Tâche courte 1 >>
Relevez toutes les lignes des enregistrements ci-dessous qui contiennent le mot "flower", et recopiez-les sans rien y changer.

Passage choisi >>
☆ ☆ ☆
Nous y sommes. Ne faites pas semblant d'être surpris. Le vous l'ai répété à multiples reprises. C'est partout pareil. Le microcosme et le macrocosme. Que vous soyez dans la tête du sage ou dans la sexe de la femme, c'est le spectacle du monde qui s'agite devant vos yeux. Tout est là, le stupre, la violence et la mort. Tout est donné en même temps. Il est inutile de vous enfuir de la réalité sur votre bicyclette car votre vélo n'est qu'un fragment de cette même réalité. Je vous concède que le monde est plein comme un œuf. Un maelström. Un tohu-bohu inimaginable. Tellement insupportable que les humains ne savent pas quoi faire pour le détruire. Les bombes n'y peuvent rien. C'est une plante qui repousse à la vitesse du chiendent. Que l'épée de Damoclès se tienne immobile au-dessus de vous, ou qu'elle vous transperce comme un papillon, si vous agitez vos bras en un   soubresaut convulsif, que vous soyez à moitié mort ou encore vif, vous n'en déclencherez pas moins une catastrophe à l'autre bout du monde. Manque de chance c'est exactement là où vous agonisez.
☆ ☆ ☆
Tâche courte 2 >>
Résumez le passage choisi ci-dessus en deux phrases.
☆ ☆ ☆
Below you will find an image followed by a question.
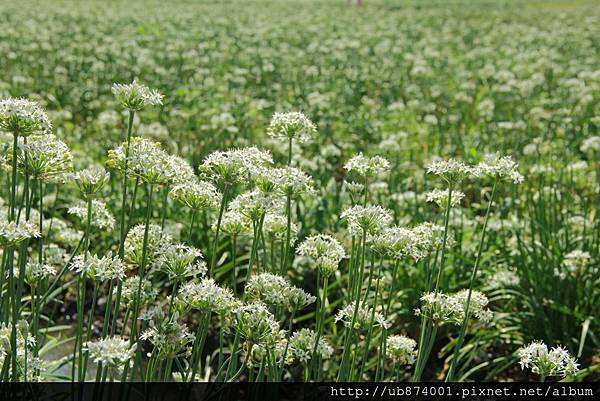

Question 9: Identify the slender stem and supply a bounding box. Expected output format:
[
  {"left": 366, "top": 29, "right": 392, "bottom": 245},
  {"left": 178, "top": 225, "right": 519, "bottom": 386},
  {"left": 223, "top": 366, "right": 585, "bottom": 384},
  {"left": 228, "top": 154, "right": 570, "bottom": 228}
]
[
  {"left": 207, "top": 184, "right": 229, "bottom": 278},
  {"left": 434, "top": 182, "right": 454, "bottom": 292},
  {"left": 446, "top": 177, "right": 498, "bottom": 382},
  {"left": 124, "top": 184, "right": 154, "bottom": 380},
  {"left": 188, "top": 209, "right": 196, "bottom": 245},
  {"left": 281, "top": 191, "right": 292, "bottom": 276}
]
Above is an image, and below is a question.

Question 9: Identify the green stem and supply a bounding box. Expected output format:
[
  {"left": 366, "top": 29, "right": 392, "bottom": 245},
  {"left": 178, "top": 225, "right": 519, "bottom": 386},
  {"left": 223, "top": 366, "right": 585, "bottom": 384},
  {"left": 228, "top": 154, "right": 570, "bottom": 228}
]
[
  {"left": 207, "top": 185, "right": 229, "bottom": 278},
  {"left": 446, "top": 177, "right": 498, "bottom": 382}
]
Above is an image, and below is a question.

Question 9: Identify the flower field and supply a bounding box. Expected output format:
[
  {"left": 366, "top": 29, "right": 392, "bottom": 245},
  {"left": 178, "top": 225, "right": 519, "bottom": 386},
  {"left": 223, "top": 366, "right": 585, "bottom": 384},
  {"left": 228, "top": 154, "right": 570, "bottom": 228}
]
[{"left": 0, "top": 0, "right": 600, "bottom": 382}]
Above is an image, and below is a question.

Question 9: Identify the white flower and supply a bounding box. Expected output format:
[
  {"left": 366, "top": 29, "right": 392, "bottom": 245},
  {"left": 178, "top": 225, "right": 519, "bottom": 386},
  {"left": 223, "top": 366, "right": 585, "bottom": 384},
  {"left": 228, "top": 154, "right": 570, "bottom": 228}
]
[
  {"left": 340, "top": 205, "right": 392, "bottom": 235},
  {"left": 296, "top": 234, "right": 346, "bottom": 276},
  {"left": 169, "top": 180, "right": 222, "bottom": 211},
  {"left": 0, "top": 98, "right": 52, "bottom": 136},
  {"left": 0, "top": 219, "right": 41, "bottom": 247},
  {"left": 563, "top": 249, "right": 592, "bottom": 276},
  {"left": 488, "top": 270, "right": 520, "bottom": 289},
  {"left": 67, "top": 199, "right": 115, "bottom": 229},
  {"left": 267, "top": 112, "right": 317, "bottom": 142},
  {"left": 112, "top": 80, "right": 163, "bottom": 111},
  {"left": 234, "top": 303, "right": 279, "bottom": 344},
  {"left": 69, "top": 252, "right": 125, "bottom": 282},
  {"left": 416, "top": 290, "right": 492, "bottom": 325},
  {"left": 579, "top": 136, "right": 600, "bottom": 153},
  {"left": 289, "top": 328, "right": 333, "bottom": 364},
  {"left": 16, "top": 134, "right": 73, "bottom": 182},
  {"left": 106, "top": 137, "right": 169, "bottom": 185},
  {"left": 517, "top": 341, "right": 579, "bottom": 377},
  {"left": 476, "top": 153, "right": 524, "bottom": 184},
  {"left": 200, "top": 147, "right": 273, "bottom": 185},
  {"left": 70, "top": 166, "right": 110, "bottom": 198},
  {"left": 178, "top": 278, "right": 237, "bottom": 315},
  {"left": 85, "top": 336, "right": 137, "bottom": 374},
  {"left": 425, "top": 188, "right": 465, "bottom": 209},
  {"left": 154, "top": 244, "right": 206, "bottom": 281},
  {"left": 387, "top": 335, "right": 417, "bottom": 365},
  {"left": 427, "top": 159, "right": 479, "bottom": 182},
  {"left": 245, "top": 273, "right": 316, "bottom": 312},
  {"left": 344, "top": 153, "right": 390, "bottom": 178},
  {"left": 335, "top": 301, "right": 389, "bottom": 330}
]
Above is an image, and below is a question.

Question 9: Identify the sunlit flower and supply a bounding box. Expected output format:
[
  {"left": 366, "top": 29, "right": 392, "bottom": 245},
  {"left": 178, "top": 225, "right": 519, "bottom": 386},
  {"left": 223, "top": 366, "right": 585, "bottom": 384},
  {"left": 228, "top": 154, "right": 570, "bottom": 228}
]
[
  {"left": 169, "top": 180, "right": 222, "bottom": 211},
  {"left": 70, "top": 166, "right": 110, "bottom": 199},
  {"left": 85, "top": 336, "right": 137, "bottom": 377},
  {"left": 335, "top": 301, "right": 389, "bottom": 330},
  {"left": 426, "top": 189, "right": 465, "bottom": 209},
  {"left": 344, "top": 153, "right": 390, "bottom": 178},
  {"left": 340, "top": 205, "right": 392, "bottom": 236},
  {"left": 178, "top": 278, "right": 237, "bottom": 315},
  {"left": 67, "top": 199, "right": 115, "bottom": 229},
  {"left": 476, "top": 153, "right": 524, "bottom": 184},
  {"left": 16, "top": 134, "right": 73, "bottom": 182},
  {"left": 0, "top": 98, "right": 52, "bottom": 136},
  {"left": 296, "top": 234, "right": 346, "bottom": 276},
  {"left": 112, "top": 80, "right": 163, "bottom": 111},
  {"left": 387, "top": 335, "right": 417, "bottom": 365},
  {"left": 416, "top": 290, "right": 492, "bottom": 325},
  {"left": 267, "top": 112, "right": 317, "bottom": 142},
  {"left": 289, "top": 328, "right": 333, "bottom": 364},
  {"left": 517, "top": 341, "right": 579, "bottom": 377},
  {"left": 0, "top": 219, "right": 41, "bottom": 247},
  {"left": 153, "top": 244, "right": 206, "bottom": 281}
]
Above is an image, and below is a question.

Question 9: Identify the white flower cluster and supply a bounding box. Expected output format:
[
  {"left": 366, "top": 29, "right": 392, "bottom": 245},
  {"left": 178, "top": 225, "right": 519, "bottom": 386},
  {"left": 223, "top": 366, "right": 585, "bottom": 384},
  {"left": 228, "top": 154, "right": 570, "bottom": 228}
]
[
  {"left": 387, "top": 334, "right": 417, "bottom": 365},
  {"left": 85, "top": 336, "right": 137, "bottom": 377},
  {"left": 70, "top": 166, "right": 110, "bottom": 198},
  {"left": 153, "top": 244, "right": 207, "bottom": 281},
  {"left": 216, "top": 209, "right": 251, "bottom": 236},
  {"left": 67, "top": 199, "right": 115, "bottom": 229},
  {"left": 121, "top": 276, "right": 158, "bottom": 308},
  {"left": 335, "top": 301, "right": 389, "bottom": 330},
  {"left": 344, "top": 153, "right": 390, "bottom": 178},
  {"left": 69, "top": 253, "right": 125, "bottom": 282},
  {"left": 340, "top": 205, "right": 392, "bottom": 236},
  {"left": 106, "top": 137, "right": 169, "bottom": 185},
  {"left": 124, "top": 224, "right": 172, "bottom": 267},
  {"left": 427, "top": 159, "right": 479, "bottom": 182},
  {"left": 22, "top": 262, "right": 56, "bottom": 287},
  {"left": 244, "top": 273, "right": 316, "bottom": 312},
  {"left": 563, "top": 249, "right": 592, "bottom": 276},
  {"left": 425, "top": 188, "right": 465, "bottom": 209},
  {"left": 476, "top": 153, "right": 524, "bottom": 184},
  {"left": 0, "top": 219, "right": 42, "bottom": 247},
  {"left": 112, "top": 80, "right": 163, "bottom": 111},
  {"left": 267, "top": 112, "right": 317, "bottom": 142},
  {"left": 290, "top": 328, "right": 333, "bottom": 364},
  {"left": 19, "top": 134, "right": 73, "bottom": 182},
  {"left": 265, "top": 167, "right": 315, "bottom": 196},
  {"left": 178, "top": 278, "right": 238, "bottom": 315},
  {"left": 263, "top": 212, "right": 299, "bottom": 244},
  {"left": 296, "top": 234, "right": 346, "bottom": 276},
  {"left": 369, "top": 223, "right": 444, "bottom": 261},
  {"left": 234, "top": 303, "right": 279, "bottom": 344},
  {"left": 200, "top": 147, "right": 273, "bottom": 185},
  {"left": 140, "top": 311, "right": 196, "bottom": 360},
  {"left": 579, "top": 136, "right": 600, "bottom": 153},
  {"left": 169, "top": 180, "right": 222, "bottom": 211},
  {"left": 229, "top": 189, "right": 284, "bottom": 221},
  {"left": 415, "top": 290, "right": 493, "bottom": 325},
  {"left": 0, "top": 320, "right": 44, "bottom": 382},
  {"left": 517, "top": 341, "right": 579, "bottom": 377},
  {"left": 488, "top": 269, "right": 520, "bottom": 289},
  {"left": 0, "top": 98, "right": 52, "bottom": 136}
]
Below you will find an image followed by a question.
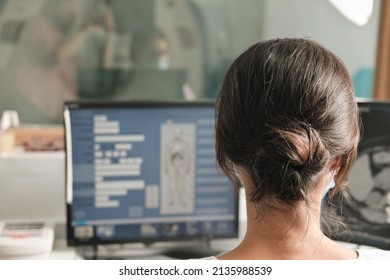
☆ ☆ ☆
Résultat attendu 1 >>
Question 9: Identify the flower field and supply a bounding box. Expected output format:
Question 9: Identify the white flower and supply a bounding box. Expected output format:
Question 9: Identify the sunlit flower and supply a bounding box. Expected output format:
Question 9: Identify the white flower cluster and supply a bounding box. Expected output format:

Résultat attendu 2 >>
Le passage affirme que le monde est partout pareil, du microcosme au macrocosme, que le stupre, la violence et la mort y sont donnés en même temps et qu'il est inutile de fuir la réalité à bicyclette. Ce monde, plein comme un œuf et si insupportable que les humains cherchent à le détruire, repousse comme le chiendent malgré les bombes, et le moindre soubresaut y déclenche une catastrophe à l'autre bout du monde, là même où l'on agonise.